Problem to work on -> Going through the material below, please gather all lines with the word "instance" in them.

Data section ->
.....
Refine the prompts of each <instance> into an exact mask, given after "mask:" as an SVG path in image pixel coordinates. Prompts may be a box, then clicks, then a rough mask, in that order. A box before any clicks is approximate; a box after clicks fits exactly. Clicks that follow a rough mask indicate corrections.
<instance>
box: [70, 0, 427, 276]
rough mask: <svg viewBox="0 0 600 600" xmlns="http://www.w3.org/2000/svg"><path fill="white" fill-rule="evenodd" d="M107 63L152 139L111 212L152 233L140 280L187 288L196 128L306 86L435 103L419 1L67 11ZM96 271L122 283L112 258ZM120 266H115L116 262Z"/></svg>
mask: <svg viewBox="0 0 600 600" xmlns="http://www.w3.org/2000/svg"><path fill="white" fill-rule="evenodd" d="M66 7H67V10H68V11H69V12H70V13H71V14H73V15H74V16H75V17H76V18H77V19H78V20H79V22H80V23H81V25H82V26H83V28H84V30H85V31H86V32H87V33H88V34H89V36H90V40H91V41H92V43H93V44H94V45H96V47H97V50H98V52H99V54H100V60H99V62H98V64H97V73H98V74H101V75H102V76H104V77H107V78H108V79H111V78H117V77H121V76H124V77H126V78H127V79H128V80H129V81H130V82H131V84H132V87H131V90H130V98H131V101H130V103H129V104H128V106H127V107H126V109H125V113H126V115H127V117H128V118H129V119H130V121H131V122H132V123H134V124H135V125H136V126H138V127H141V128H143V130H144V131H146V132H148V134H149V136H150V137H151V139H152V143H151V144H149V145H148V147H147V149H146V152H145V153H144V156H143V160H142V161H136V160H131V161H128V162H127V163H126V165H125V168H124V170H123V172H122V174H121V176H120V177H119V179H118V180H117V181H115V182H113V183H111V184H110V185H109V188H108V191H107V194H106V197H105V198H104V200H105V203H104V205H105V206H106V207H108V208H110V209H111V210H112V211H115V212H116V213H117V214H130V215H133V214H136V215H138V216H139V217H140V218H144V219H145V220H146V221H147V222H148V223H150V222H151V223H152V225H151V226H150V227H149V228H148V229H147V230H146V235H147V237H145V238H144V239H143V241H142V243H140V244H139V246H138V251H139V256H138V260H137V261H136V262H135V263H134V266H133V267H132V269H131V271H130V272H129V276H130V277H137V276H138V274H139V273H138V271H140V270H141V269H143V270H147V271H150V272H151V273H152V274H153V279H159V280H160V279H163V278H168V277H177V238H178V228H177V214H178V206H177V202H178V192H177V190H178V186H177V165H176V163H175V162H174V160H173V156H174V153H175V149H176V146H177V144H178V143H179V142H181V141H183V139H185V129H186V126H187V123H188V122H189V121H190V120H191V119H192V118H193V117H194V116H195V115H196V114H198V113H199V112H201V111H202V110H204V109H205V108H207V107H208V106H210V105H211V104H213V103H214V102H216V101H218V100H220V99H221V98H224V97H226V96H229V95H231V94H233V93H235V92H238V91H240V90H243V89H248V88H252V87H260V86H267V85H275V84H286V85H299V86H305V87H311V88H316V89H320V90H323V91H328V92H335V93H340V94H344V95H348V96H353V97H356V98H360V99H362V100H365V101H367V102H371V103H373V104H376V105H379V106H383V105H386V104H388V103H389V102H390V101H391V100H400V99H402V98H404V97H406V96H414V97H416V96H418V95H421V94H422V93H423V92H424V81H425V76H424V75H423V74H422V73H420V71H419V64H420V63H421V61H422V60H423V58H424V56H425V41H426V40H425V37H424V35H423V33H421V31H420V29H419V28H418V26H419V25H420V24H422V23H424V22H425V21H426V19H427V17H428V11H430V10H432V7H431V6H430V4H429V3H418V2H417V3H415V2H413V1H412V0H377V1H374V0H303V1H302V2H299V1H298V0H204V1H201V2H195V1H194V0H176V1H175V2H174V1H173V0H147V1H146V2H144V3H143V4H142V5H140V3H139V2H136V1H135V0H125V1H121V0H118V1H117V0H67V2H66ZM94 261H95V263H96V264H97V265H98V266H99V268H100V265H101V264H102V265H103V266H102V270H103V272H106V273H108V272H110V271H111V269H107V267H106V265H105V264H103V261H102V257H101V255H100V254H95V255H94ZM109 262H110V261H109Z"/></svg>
.....
Answer for this exercise ->
Refine the prompts of each <instance> into an exact mask, given after "mask:" as an SVG path in image pixel coordinates. Prompts may be a box, then clicks, then a rough mask, in that order. A box before any clicks is approximate; a box after clicks fits exactly. Clicks that follow a rough mask indicate corrections.
<instance>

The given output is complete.